The Human Tissue Act

The Human Tissue Act came into place on 1 September 2006, having been passed as law in 2004, in response to recommendations following inquiries into several high profile cases, where organs had been removed, stored and used after post mortem without the knowledge and consent of the relatives, from this it became clear that existing laws on human tissue use and storage were inadequate. The Human Tissue Act 2004 applies to England, Wales, and Northern Ireland. There is a separate Human Tissue Act 2006 which covers Scotland.

The Human Tissue Act makes informed consent the fundamental principle underpinning the lawful storage and use of body parts, organs and tissue from the living or the deceased. It applies to 'relevant material' from living persons.

The Human Tissue Act defines 'relevant material' as 'material, other than gametes, which consists of or includes human cells'. It also states. with references to 'relevant material' from a human body, that this does not include embryos outside the human body or hair and nails from the body of a living person.

The Human Tissue Authority has issued further guidance on what constitutes relevant material. The Human Tissue Act has created a new offence of DNA “theft”. Having human tissue with the intention of its DNA being analysed, with the consent of the person from whom the tissue came, is unlawful.

**Problem set**:
1: Reproduce the passage of the Human Tissue Act text starting at "The Human Tissue Act came" and ending at "from living persons.".
2: According to the Human Tissue Act text, which legislation covers Scotland?
3: Continue the text on the Human Tissue Act from its final sentence.

**Information supplied**:

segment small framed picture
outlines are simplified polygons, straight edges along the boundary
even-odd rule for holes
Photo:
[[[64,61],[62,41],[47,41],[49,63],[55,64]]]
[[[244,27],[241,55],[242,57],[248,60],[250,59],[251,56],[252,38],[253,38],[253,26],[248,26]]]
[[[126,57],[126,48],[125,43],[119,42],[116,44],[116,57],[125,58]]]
* * *
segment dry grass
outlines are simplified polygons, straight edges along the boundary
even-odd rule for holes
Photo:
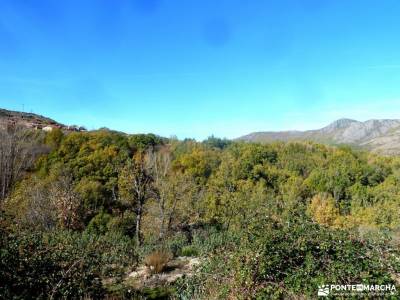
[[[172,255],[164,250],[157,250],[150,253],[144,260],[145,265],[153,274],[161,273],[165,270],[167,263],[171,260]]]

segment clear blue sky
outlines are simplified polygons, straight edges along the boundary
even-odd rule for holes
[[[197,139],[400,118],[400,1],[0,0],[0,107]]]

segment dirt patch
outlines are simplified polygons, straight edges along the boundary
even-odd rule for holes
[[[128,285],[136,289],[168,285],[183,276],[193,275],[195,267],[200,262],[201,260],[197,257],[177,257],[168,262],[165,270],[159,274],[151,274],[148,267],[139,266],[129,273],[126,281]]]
--
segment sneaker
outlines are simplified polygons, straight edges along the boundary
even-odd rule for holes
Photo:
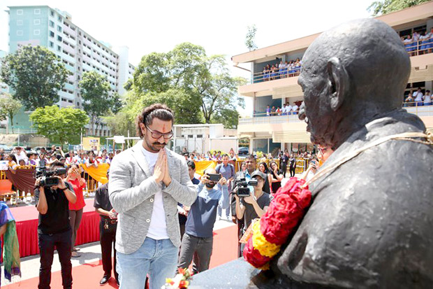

**Answers below**:
1:
The Human Tissue Act came into place on 1 September 2006, having been passed as law in 2004, in response to recommendations following inquiries into several high profile cases, where organs had been removed, stored and used after post mortem without the knowledge and consent of the relatives, from this it became clear that existing laws on human tissue use and storage were inadequate. The Human Tissue Act 2004 applies to England, Wales, and Northern Ireland. There is a separate Human Tissue Act 2006 which covers Scotland.

The Human Tissue Act makes informed consent the fundamental principle underpinning the lawful storage and use of body parts, organs and tissue from the living or the deceased. It applies to 'relevant material' from living persons.

2: A separate Human Tissue Act 2006.

3:
The Human Tissue Authority was established in April 2005 to ensure that the requirements of the Human Tissue Act are implemented and adhered to. The Human Tissue Authority regulates relevant activities through a system of licensing and the production and provision of directions and guidance. Non-compliance with the Act can lead to severe penalties, ranging from fines through to imprisonment of up to three years.

HTA Licenses held:

  • Queen Mary University of London, Barts and The London School of Medicine and Dentistry – Charterhouse Square (hub)
  • Human Tissue Resource Centre - St Bartholomew’s Hospital (Satellite)
  • Queen Mary University of London – Mile End (Satellite)
  • Blizard Institute (Satellite)

The Human Tissue Authority has Codes of Practice and Standards that provide practical guidance for carrying out activities within the scope of the HTA’s remit.